** Petición escrita **
¿Puedes reescribir como lista numerada todo lo que va desde el comienzo de los ítems hasta la línea que contiene "262L0 261L0 304L3", ambas incluidas? Omite las líneas en blanco.

= = = = = = =

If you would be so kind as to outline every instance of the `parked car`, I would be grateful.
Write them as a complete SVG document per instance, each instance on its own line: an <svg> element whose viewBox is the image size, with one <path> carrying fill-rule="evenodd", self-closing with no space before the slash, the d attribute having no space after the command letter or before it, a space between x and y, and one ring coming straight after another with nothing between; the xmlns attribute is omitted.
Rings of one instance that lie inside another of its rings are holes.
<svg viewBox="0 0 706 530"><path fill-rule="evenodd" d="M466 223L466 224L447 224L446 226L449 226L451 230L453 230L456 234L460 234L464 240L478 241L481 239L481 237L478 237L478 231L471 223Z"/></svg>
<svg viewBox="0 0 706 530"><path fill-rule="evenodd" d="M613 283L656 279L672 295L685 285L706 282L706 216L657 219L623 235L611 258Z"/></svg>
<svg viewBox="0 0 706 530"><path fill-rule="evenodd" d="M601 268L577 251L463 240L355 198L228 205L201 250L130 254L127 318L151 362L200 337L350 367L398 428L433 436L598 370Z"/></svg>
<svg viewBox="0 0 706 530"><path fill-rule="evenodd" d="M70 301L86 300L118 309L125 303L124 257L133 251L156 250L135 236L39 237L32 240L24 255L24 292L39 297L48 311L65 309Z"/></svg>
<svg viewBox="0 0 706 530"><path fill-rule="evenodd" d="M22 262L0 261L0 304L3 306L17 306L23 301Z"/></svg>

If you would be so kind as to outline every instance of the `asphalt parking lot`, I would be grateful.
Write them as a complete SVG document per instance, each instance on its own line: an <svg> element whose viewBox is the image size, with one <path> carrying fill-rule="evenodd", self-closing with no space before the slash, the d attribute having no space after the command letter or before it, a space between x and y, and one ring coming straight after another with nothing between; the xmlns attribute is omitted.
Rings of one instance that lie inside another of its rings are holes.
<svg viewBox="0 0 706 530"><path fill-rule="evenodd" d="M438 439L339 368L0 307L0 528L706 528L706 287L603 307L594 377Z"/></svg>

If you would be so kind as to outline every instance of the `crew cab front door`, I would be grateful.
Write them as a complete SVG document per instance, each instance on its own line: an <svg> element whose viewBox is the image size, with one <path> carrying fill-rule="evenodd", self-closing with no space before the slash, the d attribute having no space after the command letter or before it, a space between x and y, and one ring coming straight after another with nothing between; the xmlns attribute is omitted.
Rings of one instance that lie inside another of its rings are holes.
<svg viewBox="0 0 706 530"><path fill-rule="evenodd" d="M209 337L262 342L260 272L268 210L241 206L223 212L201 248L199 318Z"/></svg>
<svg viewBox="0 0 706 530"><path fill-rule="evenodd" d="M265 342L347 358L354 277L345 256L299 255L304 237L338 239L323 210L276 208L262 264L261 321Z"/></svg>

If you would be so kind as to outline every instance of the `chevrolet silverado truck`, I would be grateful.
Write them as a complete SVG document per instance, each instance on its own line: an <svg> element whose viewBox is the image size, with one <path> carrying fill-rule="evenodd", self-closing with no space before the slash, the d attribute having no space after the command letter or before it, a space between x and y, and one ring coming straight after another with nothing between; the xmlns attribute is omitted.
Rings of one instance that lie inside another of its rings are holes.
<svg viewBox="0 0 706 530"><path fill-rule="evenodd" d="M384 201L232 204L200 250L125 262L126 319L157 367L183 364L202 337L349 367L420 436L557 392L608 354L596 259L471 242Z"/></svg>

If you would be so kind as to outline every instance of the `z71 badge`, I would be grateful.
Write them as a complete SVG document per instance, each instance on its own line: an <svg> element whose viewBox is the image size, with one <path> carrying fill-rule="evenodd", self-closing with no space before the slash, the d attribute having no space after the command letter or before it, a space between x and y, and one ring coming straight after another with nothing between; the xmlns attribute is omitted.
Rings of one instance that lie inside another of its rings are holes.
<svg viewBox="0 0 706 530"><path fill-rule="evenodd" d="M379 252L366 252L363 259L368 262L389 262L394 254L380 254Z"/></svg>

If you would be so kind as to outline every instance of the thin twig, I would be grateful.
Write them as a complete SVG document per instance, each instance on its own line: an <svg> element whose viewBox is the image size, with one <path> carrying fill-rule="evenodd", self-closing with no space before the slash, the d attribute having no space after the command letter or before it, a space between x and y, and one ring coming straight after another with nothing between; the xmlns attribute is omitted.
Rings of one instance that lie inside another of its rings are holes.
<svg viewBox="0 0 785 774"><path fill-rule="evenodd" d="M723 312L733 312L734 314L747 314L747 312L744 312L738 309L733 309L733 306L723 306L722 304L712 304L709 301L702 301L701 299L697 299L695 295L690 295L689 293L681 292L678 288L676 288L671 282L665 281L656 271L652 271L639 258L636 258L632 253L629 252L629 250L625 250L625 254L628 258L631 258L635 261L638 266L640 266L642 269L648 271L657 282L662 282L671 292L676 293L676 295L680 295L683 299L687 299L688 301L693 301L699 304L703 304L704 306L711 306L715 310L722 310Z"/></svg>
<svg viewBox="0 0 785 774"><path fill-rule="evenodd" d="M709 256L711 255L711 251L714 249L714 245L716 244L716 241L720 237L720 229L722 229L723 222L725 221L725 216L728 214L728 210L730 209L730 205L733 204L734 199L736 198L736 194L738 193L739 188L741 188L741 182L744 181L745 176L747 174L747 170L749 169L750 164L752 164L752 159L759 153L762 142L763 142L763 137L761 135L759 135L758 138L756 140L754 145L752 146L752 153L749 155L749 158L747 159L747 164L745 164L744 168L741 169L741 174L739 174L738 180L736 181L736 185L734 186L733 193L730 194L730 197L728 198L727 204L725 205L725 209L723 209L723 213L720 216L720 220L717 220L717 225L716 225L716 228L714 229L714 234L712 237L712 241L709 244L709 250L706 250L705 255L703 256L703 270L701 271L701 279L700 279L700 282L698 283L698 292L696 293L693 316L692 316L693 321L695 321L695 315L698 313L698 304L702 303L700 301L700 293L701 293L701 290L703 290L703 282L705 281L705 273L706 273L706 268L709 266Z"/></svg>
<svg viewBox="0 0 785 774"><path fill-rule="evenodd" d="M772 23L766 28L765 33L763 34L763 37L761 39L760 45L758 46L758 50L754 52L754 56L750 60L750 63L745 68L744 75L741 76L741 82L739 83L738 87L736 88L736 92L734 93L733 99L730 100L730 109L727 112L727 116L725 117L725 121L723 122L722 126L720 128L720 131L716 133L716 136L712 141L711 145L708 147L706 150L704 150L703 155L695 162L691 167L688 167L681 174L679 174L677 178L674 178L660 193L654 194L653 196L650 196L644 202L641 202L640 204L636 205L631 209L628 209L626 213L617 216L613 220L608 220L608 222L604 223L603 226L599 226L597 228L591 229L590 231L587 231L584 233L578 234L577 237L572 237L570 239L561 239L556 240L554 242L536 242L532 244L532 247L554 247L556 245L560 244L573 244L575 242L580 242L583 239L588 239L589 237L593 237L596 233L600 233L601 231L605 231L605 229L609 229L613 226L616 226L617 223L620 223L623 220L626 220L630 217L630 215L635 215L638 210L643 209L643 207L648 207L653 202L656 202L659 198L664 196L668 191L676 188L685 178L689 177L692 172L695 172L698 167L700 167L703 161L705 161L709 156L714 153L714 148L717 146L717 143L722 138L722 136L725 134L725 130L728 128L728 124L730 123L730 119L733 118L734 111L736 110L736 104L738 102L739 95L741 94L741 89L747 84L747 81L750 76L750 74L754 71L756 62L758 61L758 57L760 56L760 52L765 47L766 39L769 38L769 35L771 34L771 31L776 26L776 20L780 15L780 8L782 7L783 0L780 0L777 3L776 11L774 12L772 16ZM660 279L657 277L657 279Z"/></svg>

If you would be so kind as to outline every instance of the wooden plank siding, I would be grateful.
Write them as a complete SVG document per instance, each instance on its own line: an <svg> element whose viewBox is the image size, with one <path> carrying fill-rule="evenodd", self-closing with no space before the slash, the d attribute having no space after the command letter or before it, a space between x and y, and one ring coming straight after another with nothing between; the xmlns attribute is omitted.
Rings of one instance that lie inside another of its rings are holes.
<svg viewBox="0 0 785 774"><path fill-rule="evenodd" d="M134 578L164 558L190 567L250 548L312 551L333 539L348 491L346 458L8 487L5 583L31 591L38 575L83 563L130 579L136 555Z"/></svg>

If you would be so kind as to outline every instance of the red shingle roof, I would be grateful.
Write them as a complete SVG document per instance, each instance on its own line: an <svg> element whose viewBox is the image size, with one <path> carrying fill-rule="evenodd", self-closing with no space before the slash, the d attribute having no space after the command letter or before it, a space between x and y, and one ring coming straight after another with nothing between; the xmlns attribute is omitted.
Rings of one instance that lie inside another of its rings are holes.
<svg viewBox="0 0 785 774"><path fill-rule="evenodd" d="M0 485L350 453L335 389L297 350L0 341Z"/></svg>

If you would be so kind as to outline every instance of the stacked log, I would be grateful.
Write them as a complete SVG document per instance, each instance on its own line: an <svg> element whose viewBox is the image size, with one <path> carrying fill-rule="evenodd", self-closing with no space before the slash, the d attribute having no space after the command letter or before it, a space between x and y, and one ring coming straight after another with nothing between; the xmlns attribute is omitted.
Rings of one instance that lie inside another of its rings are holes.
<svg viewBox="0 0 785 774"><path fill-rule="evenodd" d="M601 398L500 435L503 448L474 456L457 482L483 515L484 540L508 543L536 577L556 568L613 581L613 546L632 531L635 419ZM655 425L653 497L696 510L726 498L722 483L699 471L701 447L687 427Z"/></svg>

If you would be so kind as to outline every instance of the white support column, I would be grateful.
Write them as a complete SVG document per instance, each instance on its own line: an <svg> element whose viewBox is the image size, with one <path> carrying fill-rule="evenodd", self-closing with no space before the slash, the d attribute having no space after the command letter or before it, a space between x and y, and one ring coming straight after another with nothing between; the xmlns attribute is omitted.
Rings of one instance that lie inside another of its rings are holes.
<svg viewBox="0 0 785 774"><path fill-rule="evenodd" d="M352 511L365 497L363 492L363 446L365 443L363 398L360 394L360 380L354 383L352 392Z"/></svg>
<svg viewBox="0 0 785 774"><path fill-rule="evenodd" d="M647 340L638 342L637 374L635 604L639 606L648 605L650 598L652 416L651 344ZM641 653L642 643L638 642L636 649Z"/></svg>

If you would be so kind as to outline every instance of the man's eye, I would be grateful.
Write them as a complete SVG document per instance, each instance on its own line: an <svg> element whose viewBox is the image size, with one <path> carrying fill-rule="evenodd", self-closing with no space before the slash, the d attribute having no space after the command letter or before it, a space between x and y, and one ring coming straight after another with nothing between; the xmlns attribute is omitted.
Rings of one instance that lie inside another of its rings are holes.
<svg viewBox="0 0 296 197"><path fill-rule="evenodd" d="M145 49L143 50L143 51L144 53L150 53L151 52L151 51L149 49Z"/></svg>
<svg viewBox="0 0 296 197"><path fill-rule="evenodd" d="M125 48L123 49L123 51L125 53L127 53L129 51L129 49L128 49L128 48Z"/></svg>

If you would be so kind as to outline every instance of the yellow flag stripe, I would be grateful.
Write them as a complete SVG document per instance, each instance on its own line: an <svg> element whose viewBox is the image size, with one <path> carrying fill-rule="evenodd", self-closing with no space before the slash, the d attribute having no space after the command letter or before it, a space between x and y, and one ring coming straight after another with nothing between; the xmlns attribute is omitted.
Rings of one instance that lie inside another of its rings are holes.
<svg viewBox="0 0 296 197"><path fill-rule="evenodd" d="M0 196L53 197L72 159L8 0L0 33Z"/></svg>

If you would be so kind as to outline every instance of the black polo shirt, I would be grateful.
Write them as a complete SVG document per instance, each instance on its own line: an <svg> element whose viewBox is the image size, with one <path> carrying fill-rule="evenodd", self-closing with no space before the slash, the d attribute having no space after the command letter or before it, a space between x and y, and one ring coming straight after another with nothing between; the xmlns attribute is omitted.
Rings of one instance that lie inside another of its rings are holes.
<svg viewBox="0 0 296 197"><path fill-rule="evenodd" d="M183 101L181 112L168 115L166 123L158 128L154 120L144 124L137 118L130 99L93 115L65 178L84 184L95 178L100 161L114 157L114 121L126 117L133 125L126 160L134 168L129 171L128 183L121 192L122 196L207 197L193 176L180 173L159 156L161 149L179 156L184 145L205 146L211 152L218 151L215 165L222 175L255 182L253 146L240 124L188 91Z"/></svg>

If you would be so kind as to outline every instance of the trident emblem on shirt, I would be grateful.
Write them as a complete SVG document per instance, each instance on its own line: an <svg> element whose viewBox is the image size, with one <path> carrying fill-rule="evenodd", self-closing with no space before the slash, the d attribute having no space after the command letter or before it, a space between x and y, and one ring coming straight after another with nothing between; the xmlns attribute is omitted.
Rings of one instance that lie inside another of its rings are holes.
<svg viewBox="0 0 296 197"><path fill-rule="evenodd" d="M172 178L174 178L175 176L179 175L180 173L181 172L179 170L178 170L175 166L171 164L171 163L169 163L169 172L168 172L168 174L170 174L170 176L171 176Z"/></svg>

= = = = = = =

** Resultado de la tarea **
1. If you would be so kind as to outline every instance of the `parked car`, I would be grateful.
2. Write them as a complete SVG document per instance, each instance on its own line: an <svg> element whose viewBox is the image size, with one <path> carrying fill-rule="evenodd", self-closing with no space before the slash, the d attribute having no space after the command letter or before it, a space between x and y, and one ring coming straight after another with nothing between; the xmlns attribute is omitted.
3. Rings of one instance that lie inside another of its rings are holes.
4. <svg viewBox="0 0 706 530"><path fill-rule="evenodd" d="M466 223L466 224L447 224L446 226L449 226L451 230L453 230L456 234L460 234L464 240L478 241L481 239L481 237L478 237L478 231L471 223Z"/></svg>
5. <svg viewBox="0 0 706 530"><path fill-rule="evenodd" d="M613 283L656 279L672 295L685 285L706 282L706 216L657 219L623 235L611 258Z"/></svg>
6. <svg viewBox="0 0 706 530"><path fill-rule="evenodd" d="M601 268L577 251L463 240L355 198L228 205L201 250L130 254L127 318L151 362L200 337L350 367L398 428L433 436L598 370Z"/></svg>
7. <svg viewBox="0 0 706 530"><path fill-rule="evenodd" d="M70 301L86 300L118 309L125 303L124 257L133 251L156 250L135 236L39 237L32 240L24 255L24 292L39 297L48 311L65 309Z"/></svg>
8. <svg viewBox="0 0 706 530"><path fill-rule="evenodd" d="M22 262L0 261L0 304L3 306L17 306L23 301Z"/></svg>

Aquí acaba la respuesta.